THE INPUT:
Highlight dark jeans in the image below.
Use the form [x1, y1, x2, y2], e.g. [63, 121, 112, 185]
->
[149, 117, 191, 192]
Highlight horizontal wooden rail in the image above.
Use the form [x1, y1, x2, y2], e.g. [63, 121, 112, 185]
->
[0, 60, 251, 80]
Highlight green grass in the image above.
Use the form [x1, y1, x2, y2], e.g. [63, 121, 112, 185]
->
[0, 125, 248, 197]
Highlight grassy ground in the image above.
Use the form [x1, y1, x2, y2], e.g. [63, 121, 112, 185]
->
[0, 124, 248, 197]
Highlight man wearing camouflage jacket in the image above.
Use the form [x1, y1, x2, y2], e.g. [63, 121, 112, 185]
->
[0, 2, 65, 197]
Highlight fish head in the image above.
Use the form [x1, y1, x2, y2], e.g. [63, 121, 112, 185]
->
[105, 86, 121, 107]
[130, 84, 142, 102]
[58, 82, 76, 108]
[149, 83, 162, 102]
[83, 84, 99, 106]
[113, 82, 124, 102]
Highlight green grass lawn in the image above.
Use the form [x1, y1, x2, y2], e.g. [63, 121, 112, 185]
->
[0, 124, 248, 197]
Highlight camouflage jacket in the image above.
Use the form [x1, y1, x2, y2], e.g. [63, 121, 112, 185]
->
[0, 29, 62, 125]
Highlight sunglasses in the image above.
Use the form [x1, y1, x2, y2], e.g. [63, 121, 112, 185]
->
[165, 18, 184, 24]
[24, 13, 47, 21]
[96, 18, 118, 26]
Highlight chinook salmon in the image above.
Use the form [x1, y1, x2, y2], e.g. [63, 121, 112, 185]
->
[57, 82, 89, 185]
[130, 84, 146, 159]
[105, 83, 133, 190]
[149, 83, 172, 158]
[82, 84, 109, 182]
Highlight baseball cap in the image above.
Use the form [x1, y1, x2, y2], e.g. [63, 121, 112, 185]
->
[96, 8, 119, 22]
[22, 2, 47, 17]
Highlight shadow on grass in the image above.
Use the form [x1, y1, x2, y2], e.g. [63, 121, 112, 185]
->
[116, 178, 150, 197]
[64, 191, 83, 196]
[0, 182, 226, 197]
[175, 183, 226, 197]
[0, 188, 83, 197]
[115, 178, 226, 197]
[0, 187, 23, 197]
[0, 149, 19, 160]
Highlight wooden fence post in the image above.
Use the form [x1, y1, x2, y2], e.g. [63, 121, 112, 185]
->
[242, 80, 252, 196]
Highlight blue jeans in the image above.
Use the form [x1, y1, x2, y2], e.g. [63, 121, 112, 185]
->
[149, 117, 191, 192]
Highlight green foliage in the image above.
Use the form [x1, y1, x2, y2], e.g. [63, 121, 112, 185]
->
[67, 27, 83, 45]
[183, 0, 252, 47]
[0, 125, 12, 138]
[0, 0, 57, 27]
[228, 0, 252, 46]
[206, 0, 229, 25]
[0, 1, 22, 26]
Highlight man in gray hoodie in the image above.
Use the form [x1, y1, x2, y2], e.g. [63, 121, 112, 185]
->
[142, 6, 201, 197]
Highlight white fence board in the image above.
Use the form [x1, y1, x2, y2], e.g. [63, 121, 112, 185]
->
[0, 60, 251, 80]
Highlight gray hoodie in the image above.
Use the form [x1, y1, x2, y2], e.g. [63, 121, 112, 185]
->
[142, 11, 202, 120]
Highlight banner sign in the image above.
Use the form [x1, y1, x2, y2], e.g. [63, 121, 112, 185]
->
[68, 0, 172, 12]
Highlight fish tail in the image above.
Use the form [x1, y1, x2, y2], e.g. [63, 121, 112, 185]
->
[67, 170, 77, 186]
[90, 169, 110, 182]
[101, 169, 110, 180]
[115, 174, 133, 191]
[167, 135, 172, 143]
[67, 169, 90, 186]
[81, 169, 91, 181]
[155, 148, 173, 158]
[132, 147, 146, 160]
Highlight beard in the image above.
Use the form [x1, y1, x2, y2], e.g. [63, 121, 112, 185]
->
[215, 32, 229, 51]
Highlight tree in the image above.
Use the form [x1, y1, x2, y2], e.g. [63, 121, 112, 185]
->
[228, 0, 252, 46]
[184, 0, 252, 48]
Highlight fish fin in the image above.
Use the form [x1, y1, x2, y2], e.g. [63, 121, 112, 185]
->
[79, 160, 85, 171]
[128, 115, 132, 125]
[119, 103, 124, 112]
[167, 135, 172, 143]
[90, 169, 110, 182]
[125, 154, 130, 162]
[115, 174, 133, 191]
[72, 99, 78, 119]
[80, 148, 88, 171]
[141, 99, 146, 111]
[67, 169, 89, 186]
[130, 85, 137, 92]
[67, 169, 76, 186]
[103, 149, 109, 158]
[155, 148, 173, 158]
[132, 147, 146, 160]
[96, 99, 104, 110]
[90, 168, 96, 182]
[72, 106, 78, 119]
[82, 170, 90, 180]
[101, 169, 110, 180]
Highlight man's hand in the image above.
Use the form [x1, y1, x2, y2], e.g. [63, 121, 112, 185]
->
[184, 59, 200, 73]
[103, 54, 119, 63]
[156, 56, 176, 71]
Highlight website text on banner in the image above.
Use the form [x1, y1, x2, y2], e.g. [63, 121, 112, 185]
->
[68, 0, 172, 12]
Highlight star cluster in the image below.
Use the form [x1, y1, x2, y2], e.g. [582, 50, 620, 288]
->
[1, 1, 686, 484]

--

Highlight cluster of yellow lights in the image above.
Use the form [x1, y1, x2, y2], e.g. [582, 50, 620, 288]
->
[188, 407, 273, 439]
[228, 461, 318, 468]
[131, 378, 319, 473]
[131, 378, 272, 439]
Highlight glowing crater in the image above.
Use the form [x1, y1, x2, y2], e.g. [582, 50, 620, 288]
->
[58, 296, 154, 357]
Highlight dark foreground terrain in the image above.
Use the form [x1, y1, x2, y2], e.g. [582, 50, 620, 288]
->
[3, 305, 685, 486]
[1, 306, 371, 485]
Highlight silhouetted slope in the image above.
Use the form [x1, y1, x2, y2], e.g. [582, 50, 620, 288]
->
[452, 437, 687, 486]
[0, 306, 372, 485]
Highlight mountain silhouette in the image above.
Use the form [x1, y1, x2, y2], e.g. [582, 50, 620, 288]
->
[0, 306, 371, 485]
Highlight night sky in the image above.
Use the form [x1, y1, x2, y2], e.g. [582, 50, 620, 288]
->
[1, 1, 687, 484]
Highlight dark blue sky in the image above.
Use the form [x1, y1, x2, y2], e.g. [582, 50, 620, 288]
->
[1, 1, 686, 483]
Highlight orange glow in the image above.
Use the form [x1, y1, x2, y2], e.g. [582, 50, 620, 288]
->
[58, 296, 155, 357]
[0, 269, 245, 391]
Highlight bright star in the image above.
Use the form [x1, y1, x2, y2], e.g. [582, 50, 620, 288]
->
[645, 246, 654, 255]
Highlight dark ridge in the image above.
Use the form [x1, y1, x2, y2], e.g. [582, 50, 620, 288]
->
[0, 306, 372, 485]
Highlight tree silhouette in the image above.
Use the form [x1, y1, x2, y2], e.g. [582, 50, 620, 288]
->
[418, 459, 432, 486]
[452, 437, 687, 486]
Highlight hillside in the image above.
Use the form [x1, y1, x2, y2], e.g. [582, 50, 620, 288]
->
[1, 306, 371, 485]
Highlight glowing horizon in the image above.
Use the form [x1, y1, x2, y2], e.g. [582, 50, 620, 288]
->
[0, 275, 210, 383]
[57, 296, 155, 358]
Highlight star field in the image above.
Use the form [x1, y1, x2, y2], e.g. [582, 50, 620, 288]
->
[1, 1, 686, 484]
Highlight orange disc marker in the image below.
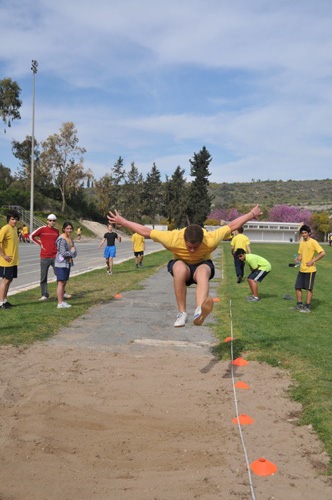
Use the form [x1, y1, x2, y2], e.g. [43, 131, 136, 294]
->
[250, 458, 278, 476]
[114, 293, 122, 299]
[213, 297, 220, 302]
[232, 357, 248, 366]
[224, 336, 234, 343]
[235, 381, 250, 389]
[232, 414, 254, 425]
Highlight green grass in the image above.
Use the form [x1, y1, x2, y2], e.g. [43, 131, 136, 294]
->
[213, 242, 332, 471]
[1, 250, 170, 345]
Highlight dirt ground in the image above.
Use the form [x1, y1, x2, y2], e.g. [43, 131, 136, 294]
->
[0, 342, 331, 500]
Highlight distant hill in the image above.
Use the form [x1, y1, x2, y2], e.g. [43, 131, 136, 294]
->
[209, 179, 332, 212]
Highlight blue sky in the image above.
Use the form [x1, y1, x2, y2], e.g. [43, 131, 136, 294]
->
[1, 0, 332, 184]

==

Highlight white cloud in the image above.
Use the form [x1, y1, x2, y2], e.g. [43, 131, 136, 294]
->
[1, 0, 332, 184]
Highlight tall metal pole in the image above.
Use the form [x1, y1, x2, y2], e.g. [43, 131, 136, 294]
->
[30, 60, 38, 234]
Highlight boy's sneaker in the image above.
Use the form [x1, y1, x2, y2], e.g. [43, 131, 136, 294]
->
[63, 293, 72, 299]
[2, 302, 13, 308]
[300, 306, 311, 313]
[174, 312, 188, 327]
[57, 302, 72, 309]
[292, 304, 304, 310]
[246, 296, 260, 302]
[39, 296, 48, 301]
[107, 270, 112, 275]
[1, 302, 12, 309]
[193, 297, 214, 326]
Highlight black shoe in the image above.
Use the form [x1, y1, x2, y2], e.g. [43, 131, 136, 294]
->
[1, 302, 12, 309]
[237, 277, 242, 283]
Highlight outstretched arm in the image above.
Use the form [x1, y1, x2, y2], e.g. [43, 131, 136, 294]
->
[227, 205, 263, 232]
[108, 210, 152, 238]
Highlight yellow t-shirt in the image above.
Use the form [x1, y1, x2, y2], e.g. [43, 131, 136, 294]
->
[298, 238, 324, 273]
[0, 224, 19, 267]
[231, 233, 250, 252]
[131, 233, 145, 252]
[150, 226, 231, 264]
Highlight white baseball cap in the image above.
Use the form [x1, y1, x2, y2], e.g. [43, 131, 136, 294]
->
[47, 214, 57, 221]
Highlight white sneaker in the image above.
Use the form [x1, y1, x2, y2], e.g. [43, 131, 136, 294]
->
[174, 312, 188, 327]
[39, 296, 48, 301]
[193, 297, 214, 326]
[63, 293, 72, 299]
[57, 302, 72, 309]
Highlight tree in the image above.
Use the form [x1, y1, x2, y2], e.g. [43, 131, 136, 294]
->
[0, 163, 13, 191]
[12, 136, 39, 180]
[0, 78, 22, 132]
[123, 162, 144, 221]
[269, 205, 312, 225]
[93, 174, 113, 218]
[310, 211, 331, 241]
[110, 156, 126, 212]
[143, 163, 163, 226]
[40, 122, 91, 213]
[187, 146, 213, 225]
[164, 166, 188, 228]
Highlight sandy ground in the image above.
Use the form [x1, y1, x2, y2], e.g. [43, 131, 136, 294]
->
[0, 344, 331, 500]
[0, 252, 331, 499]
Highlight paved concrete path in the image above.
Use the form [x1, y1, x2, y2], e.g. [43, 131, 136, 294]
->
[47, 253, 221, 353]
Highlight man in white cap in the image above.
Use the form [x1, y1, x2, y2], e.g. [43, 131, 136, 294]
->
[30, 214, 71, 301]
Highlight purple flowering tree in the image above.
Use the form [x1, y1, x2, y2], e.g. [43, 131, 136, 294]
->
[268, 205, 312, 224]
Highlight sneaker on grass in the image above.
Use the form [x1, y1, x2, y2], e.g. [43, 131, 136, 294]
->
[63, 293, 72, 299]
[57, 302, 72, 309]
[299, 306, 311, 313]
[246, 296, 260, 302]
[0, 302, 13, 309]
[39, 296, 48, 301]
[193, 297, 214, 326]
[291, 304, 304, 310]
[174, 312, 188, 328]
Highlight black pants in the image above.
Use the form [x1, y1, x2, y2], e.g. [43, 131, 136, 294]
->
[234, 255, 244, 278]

WHAT IS BEING ASKED:
Gather all lines from the records above in which "dark" appears.

RESPONSE TO THIS EXERCISE:
Highlight dark jeans in the image below.
Highlight dark foreground terrain in the image above.
Highlight dark blue sky in the image above.
Highlight dark ridge in the image above.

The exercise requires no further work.